Document segment:
————————
In the example above, we set the impute parameter equal to TRUE, meaning that any NA (empty) values would be randomly assigned 0 or 1 so no values in the data set are empty, and there is no NA bucket in the histogram. By default impute = FALSE, so if we do not specify a value for impute, then there will be an NA bucket in the histogram release:

logicalHistogram <- dpHistogram$new(varType='logical', variable='married', n=10000, epsilon=0.1)
logicalHistogram$release(PUMS5extract10000)
print(logicalHistogram$result)

For logical variables, it is never necessary to enter a vector of bins, you just need to specify whether to impute empty values or not. It is also not necessary to enter a range for logical variables, because the range of a logical variable is known to be c(0,1).

Character (or Categorical) Examples

To calculate the histogram of a categorical (or 'character') variable, input a character variable name into variable and update varType to 'character'.

characterHistogram <- dpHistogram(varType='character', variable='tobgp', n=88, epsilon=1.5, delta=10^-4)
characterHistogram$release(esoph)
print(characterHistogram$result)

Notice that the sample size in this example is only 88 observations, so to preserve accuracy we are forced to increase the epsilon and delta parameters. In some cases, increasing the privacy budget may not be a viable option (the data may be sensitive and the user cannot risk leaking data with a low level of privacy), so the user would be forced to use noisier data (i.e. keep using a small value for epsilon to maintain privacy, but get a less accurate differentially private estimate).
————————
Stated task: Continue the tutorial on differentially private histograms in R, picking up right after its last sentence. The entries play no part in this work.

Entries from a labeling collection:
————————
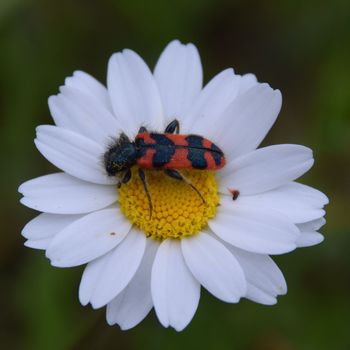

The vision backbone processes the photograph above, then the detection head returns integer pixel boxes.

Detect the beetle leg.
[164,119,180,134]
[121,169,131,184]
[138,168,153,219]
[164,169,205,203]
[139,126,147,134]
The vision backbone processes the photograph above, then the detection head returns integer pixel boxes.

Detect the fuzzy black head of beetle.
[104,134,137,176]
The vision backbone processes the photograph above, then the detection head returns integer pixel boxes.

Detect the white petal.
[228,246,287,305]
[208,84,282,160]
[154,40,203,122]
[296,231,324,248]
[181,68,240,135]
[224,182,328,223]
[22,213,81,240]
[49,86,121,145]
[18,173,118,214]
[106,239,159,330]
[24,237,52,250]
[151,239,200,331]
[220,144,313,195]
[107,50,164,137]
[181,232,247,303]
[79,251,107,306]
[239,73,259,94]
[209,198,300,254]
[65,71,112,111]
[46,208,131,267]
[297,218,326,232]
[296,218,326,248]
[90,229,146,308]
[35,125,117,185]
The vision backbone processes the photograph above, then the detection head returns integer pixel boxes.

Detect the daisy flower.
[19,41,328,331]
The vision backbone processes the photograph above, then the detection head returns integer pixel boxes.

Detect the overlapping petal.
[35,125,117,185]
[154,40,203,124]
[65,70,112,112]
[106,239,159,330]
[181,232,247,303]
[107,49,164,137]
[206,84,282,160]
[208,198,300,254]
[49,86,122,146]
[90,229,146,308]
[220,144,314,195]
[46,208,131,267]
[228,246,287,305]
[22,213,82,249]
[151,239,200,331]
[227,182,328,223]
[296,217,326,247]
[18,173,118,214]
[181,68,240,133]
[79,229,146,308]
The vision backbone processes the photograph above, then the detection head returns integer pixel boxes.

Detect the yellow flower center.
[118,168,219,240]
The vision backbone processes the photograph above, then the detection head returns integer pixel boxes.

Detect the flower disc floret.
[118,169,219,240]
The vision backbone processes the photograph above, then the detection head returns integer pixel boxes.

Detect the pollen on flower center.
[118,169,219,240]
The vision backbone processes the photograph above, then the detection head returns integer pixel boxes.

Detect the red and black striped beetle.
[104,119,225,215]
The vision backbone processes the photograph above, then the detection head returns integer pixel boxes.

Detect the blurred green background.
[0,0,350,350]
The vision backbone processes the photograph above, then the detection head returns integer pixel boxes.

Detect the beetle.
[104,119,226,217]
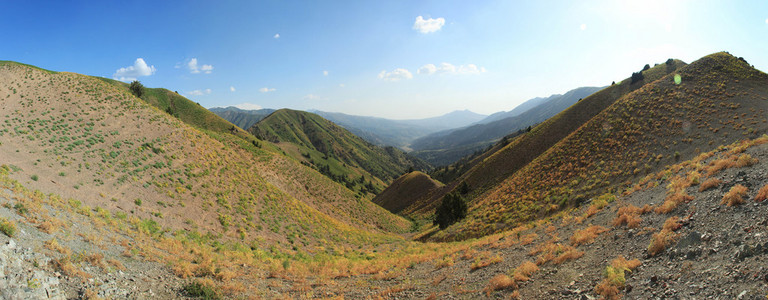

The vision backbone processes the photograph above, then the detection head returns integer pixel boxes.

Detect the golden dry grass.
[648,230,677,256]
[755,184,768,202]
[485,274,517,297]
[512,260,539,281]
[699,178,723,192]
[571,225,608,246]
[613,204,653,228]
[720,184,747,206]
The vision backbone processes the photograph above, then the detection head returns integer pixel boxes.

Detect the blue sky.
[0,0,768,119]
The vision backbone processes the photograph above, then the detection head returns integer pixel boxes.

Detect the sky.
[0,0,768,119]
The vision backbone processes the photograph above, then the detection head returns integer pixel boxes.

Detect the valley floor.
[0,137,768,299]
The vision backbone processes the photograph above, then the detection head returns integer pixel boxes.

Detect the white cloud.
[187,89,211,96]
[459,64,485,74]
[187,58,213,74]
[413,16,445,33]
[416,64,437,74]
[232,102,261,110]
[112,58,155,81]
[379,68,413,81]
[417,62,486,75]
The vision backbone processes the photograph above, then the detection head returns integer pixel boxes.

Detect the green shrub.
[183,282,221,300]
[0,217,16,237]
[433,193,467,229]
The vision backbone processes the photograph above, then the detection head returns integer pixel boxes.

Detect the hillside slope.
[208,106,275,129]
[0,62,410,247]
[447,53,768,237]
[371,171,443,213]
[248,109,428,194]
[390,60,685,218]
[311,110,485,151]
[410,87,602,166]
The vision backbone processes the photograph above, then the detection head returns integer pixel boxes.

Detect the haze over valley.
[0,1,768,299]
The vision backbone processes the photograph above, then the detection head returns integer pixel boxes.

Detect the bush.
[720,184,747,206]
[183,282,216,300]
[433,193,467,229]
[129,80,144,98]
[0,218,16,237]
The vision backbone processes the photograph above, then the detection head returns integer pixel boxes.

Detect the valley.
[0,52,768,299]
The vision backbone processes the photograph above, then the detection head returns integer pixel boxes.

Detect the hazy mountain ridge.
[208,106,275,129]
[411,87,602,165]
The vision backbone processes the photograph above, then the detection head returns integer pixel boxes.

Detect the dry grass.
[512,260,539,281]
[470,252,504,271]
[595,256,642,299]
[699,178,723,192]
[529,241,584,265]
[485,274,517,297]
[720,184,747,206]
[520,233,539,246]
[613,204,653,228]
[45,238,72,256]
[571,225,608,246]
[755,184,768,202]
[735,154,757,168]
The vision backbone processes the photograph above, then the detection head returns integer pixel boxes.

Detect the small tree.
[129,80,144,98]
[433,193,467,229]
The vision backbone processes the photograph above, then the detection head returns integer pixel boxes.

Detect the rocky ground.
[0,144,768,299]
[0,189,184,299]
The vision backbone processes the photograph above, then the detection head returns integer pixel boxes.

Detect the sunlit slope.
[438,53,768,238]
[0,62,410,247]
[396,60,685,217]
[371,171,443,213]
[249,109,427,194]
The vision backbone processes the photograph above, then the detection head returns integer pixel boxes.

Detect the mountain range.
[0,52,768,299]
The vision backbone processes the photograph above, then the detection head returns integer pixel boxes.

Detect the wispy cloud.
[379,68,413,81]
[112,58,155,81]
[187,58,213,74]
[232,102,261,110]
[416,62,486,75]
[413,16,445,33]
[187,89,211,96]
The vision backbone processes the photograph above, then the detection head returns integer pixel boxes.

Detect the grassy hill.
[0,53,768,299]
[438,53,768,237]
[0,62,410,251]
[209,106,275,129]
[248,109,428,194]
[371,171,444,214]
[410,87,602,166]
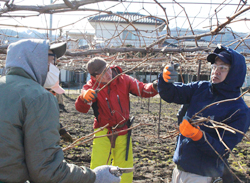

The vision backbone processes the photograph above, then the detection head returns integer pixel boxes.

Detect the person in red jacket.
[75,57,158,183]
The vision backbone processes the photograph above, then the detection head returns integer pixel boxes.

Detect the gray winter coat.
[0,40,95,183]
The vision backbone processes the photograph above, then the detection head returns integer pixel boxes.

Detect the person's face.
[95,68,112,83]
[211,58,230,84]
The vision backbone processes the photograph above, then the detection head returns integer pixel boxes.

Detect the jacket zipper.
[105,98,113,116]
[117,95,123,113]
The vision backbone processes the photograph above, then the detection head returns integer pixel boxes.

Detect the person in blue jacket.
[158,46,250,183]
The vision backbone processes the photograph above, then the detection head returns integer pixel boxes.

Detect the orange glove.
[179,118,203,141]
[80,89,97,102]
[162,64,179,83]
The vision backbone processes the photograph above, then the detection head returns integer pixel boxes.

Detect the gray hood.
[6,39,49,86]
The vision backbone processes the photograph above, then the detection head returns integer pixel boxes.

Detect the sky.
[0,0,250,34]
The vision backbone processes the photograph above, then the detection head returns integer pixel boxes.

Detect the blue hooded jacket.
[158,47,250,177]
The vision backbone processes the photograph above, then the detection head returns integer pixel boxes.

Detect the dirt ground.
[60,94,250,183]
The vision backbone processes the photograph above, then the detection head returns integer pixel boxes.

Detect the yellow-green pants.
[90,128,133,183]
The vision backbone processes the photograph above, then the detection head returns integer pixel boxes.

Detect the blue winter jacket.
[158,48,250,177]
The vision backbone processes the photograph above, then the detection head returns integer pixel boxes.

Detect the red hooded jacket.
[75,66,158,135]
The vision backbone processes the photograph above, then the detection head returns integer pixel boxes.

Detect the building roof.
[88,12,164,25]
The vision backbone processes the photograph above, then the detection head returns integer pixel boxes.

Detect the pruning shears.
[109,166,134,177]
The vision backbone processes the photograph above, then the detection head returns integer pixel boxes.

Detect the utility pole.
[49,0,53,41]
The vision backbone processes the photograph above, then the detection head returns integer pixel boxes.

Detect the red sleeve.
[124,75,158,98]
[75,83,95,113]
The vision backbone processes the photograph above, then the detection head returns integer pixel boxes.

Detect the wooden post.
[197,60,201,81]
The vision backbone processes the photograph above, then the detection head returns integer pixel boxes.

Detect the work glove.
[93,165,121,183]
[80,89,97,103]
[153,79,158,92]
[59,128,73,143]
[179,117,203,141]
[162,64,179,83]
[61,132,74,143]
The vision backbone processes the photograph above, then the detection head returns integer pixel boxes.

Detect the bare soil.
[60,95,250,183]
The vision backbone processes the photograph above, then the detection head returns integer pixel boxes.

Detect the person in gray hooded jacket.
[0,39,120,183]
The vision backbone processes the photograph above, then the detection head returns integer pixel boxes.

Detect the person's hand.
[93,165,121,183]
[80,89,97,102]
[61,132,74,143]
[162,64,179,83]
[179,118,203,141]
[153,79,158,92]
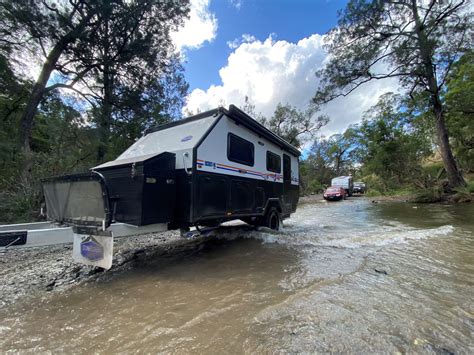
————————
Answer to this task:
Similar to numeric variables, you can enter a specific vector of bins for the histogram for a character variable if you have prior knowledge of the data. In this case, the resulting histogram will have each bin entered in the bins vector, even if the bin would be empty in the underlying data:

characterHistogram <- dpHistogram(varType='character', variable="Employee.Status", n=469, epsilon=0.5,
                                   bins=c("Detailee","Employee","Employee (part-time)"))
characterHistogram$release(SocrataWhiteHouseEmployeeSalaries)
print(characterHistogram$result)

If you would like NA (empty or unknown) values to be imputed (or replaced) by a specific subset of input bins, you can specify the imputation bins with imputeBins. You may want to do this if you know the underlying data is skewed, meaning an unkown value is more likely to be of a certain value as opposed to others. Specifying imputeBins is optional, and if it is not specified the NA values ill be imputed using a uniform distribution on all imput bins (i.e. NA values will be replaced with any known value with equal probability).

characterHistogram <- dpHistogram(varType='character', variable="Employee.Status", n=469, epsilon=0.5,
                                   bins=c("Detailee","Employee","Employee (part-time)"), imputeBins=c("Detailee","Employee"))
characterHistogram$release(SocrataWhiteHouseEmployeeSalaries)
print(characterHistogram$result)

What is the Stability Mechanism and How is it Used?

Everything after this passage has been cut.